__LISTED ENTRIES__
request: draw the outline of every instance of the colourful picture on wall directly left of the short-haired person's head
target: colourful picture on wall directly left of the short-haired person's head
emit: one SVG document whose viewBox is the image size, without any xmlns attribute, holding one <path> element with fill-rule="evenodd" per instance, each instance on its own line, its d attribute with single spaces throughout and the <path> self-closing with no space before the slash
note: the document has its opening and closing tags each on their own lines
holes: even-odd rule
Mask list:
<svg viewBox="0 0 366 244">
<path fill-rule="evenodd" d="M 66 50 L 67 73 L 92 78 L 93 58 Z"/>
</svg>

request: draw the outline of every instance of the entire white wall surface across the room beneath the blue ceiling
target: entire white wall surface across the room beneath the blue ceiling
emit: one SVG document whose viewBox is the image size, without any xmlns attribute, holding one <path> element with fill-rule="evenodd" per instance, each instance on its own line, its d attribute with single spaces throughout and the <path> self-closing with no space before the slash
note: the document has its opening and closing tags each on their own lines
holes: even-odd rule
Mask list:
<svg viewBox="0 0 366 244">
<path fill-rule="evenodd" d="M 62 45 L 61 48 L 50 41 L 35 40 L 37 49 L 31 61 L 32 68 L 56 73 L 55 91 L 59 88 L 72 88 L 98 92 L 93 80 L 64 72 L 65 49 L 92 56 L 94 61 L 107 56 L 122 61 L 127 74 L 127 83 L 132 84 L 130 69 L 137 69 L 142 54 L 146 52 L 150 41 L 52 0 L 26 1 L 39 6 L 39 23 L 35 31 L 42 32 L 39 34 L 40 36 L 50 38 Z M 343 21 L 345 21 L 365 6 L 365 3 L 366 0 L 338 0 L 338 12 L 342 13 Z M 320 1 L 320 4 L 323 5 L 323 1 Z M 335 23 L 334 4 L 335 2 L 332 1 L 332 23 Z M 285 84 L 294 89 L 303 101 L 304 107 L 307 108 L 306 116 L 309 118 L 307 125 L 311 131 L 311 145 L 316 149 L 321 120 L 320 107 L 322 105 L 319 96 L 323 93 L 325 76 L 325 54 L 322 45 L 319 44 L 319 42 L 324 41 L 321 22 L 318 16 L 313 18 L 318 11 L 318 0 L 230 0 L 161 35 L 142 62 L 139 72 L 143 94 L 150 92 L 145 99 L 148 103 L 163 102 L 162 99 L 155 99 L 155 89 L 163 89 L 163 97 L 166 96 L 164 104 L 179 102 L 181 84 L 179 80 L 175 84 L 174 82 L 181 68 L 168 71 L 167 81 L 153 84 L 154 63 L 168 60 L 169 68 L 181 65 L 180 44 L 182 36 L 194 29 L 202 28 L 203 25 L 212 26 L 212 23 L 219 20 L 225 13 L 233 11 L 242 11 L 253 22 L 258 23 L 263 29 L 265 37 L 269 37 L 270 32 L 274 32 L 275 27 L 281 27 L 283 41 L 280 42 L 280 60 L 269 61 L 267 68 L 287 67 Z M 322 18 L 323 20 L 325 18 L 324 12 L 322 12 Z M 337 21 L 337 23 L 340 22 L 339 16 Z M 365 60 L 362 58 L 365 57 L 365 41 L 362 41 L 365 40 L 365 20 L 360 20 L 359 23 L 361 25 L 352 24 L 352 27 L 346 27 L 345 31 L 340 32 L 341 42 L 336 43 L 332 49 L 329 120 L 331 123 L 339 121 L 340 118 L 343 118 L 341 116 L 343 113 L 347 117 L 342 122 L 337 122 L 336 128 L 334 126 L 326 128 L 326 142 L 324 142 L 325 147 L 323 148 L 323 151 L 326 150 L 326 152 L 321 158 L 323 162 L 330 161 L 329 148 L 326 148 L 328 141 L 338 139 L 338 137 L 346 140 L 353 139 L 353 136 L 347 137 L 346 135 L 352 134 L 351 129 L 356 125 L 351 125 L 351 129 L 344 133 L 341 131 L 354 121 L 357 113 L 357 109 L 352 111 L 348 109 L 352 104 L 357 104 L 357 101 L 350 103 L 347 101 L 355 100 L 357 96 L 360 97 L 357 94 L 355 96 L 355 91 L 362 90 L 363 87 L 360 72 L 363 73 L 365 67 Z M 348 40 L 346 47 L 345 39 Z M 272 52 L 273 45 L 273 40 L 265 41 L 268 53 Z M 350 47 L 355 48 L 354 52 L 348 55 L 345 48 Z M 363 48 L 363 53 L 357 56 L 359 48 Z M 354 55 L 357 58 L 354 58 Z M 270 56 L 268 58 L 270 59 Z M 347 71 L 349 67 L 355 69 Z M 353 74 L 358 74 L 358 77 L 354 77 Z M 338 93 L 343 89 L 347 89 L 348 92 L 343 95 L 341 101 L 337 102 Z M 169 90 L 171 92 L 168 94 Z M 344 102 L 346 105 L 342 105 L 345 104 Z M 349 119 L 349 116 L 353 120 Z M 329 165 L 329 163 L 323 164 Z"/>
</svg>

__WORK REQUEST__
Restate all the material above, keeping each word as it is.

__RESPONSE TO THE TASK__
request: draw the outline of every instance of the colourful picture on wall directly left of the short-haired person's head
target: colourful picture on wall directly left of the short-haired person's head
emit: one SVG document whose viewBox is the image size, without any xmlns attribute, holding one <path> element with fill-rule="evenodd" per instance, each instance on its own line, its d attribute with single spaces throughout and the <path> self-closing with no space before the slash
note: the document has its opening and closing tags each on their own lines
holes: even-odd rule
Mask list:
<svg viewBox="0 0 366 244">
<path fill-rule="evenodd" d="M 66 50 L 67 73 L 92 78 L 93 58 Z"/>
</svg>

request: draw the outline of every instance of the entire white wall surface across the room beneath the blue ceiling
target: entire white wall surface across the room beneath the blue ceiling
emit: one SVG document whose viewBox is the image size, without any xmlns attribute, holding one <path> element with fill-rule="evenodd" per instance, each instance on its own line, its d attribute with single spaces throughout and the <path> self-closing with no space before the slash
note: the document has its opening and closing tags each on their own lines
holes: even-odd rule
Mask list:
<svg viewBox="0 0 366 244">
<path fill-rule="evenodd" d="M 62 45 L 61 48 L 50 41 L 35 40 L 37 49 L 31 61 L 32 68 L 56 73 L 55 91 L 59 88 L 72 88 L 98 92 L 93 80 L 64 72 L 65 49 L 92 56 L 94 61 L 107 56 L 122 61 L 127 74 L 127 83 L 132 84 L 130 69 L 137 69 L 142 54 L 146 52 L 150 41 L 52 0 L 26 1 L 39 6 L 39 23 L 35 31 L 42 32 L 39 34 L 40 36 L 50 38 Z M 343 21 L 345 21 L 365 6 L 365 3 L 366 0 L 338 0 L 338 12 L 342 13 Z M 320 1 L 320 4 L 323 5 L 323 1 Z M 335 23 L 334 4 L 335 2 L 332 1 L 332 23 Z M 285 84 L 294 89 L 303 101 L 304 107 L 307 108 L 306 116 L 309 118 L 307 125 L 311 131 L 311 145 L 316 149 L 321 120 L 320 107 L 322 105 L 319 96 L 323 93 L 325 76 L 325 54 L 322 45 L 319 44 L 319 42 L 324 41 L 321 22 L 318 16 L 313 18 L 318 11 L 318 0 L 230 0 L 161 35 L 142 62 L 139 72 L 143 94 L 150 92 L 145 99 L 148 103 L 163 102 L 162 99 L 155 99 L 155 89 L 163 89 L 163 97 L 166 96 L 164 104 L 179 102 L 181 84 L 179 80 L 175 84 L 174 82 L 181 68 L 168 71 L 167 81 L 153 84 L 154 63 L 168 60 L 169 68 L 181 65 L 180 44 L 182 36 L 194 29 L 202 28 L 203 25 L 212 26 L 212 23 L 219 20 L 225 13 L 233 11 L 242 11 L 253 22 L 258 23 L 263 29 L 265 37 L 269 37 L 270 32 L 274 32 L 275 27 L 281 27 L 283 41 L 280 42 L 280 60 L 269 61 L 267 68 L 287 67 Z M 322 18 L 323 20 L 325 18 L 324 12 L 322 12 Z M 337 21 L 337 23 L 340 22 L 339 16 Z M 365 60 L 362 58 L 365 57 L 365 41 L 362 41 L 365 40 L 365 20 L 360 20 L 359 23 L 361 25 L 352 24 L 352 27 L 346 27 L 345 31 L 340 32 L 341 42 L 336 43 L 332 49 L 329 120 L 331 123 L 339 121 L 340 118 L 343 118 L 341 116 L 343 113 L 347 117 L 342 122 L 337 122 L 336 128 L 334 126 L 326 128 L 326 142 L 324 142 L 325 147 L 323 148 L 323 151 L 326 150 L 326 152 L 321 158 L 323 162 L 330 161 L 329 148 L 326 148 L 328 141 L 338 139 L 338 137 L 346 140 L 353 139 L 353 136 L 347 137 L 346 135 L 352 134 L 351 129 L 356 125 L 351 125 L 351 129 L 344 133 L 341 131 L 354 121 L 357 113 L 357 109 L 352 111 L 348 109 L 352 104 L 357 104 L 357 101 L 350 103 L 347 101 L 355 100 L 357 96 L 360 97 L 357 94 L 355 96 L 355 91 L 362 90 L 363 87 L 360 72 L 363 73 L 365 67 Z M 348 40 L 346 47 L 345 39 Z M 272 52 L 273 45 L 273 40 L 265 41 L 268 53 Z M 350 47 L 355 48 L 354 52 L 348 55 L 345 48 Z M 363 48 L 363 53 L 357 56 L 359 48 Z M 354 55 L 357 58 L 354 58 Z M 270 56 L 268 58 L 270 59 Z M 347 71 L 349 67 L 355 69 Z M 353 74 L 358 74 L 358 77 L 354 77 Z M 338 93 L 343 89 L 347 89 L 348 92 L 343 95 L 341 101 L 337 102 Z M 169 90 L 171 92 L 168 94 Z M 344 102 L 346 105 L 342 105 L 345 104 Z M 349 119 L 349 116 L 353 120 Z M 329 165 L 329 163 L 323 164 Z"/>
</svg>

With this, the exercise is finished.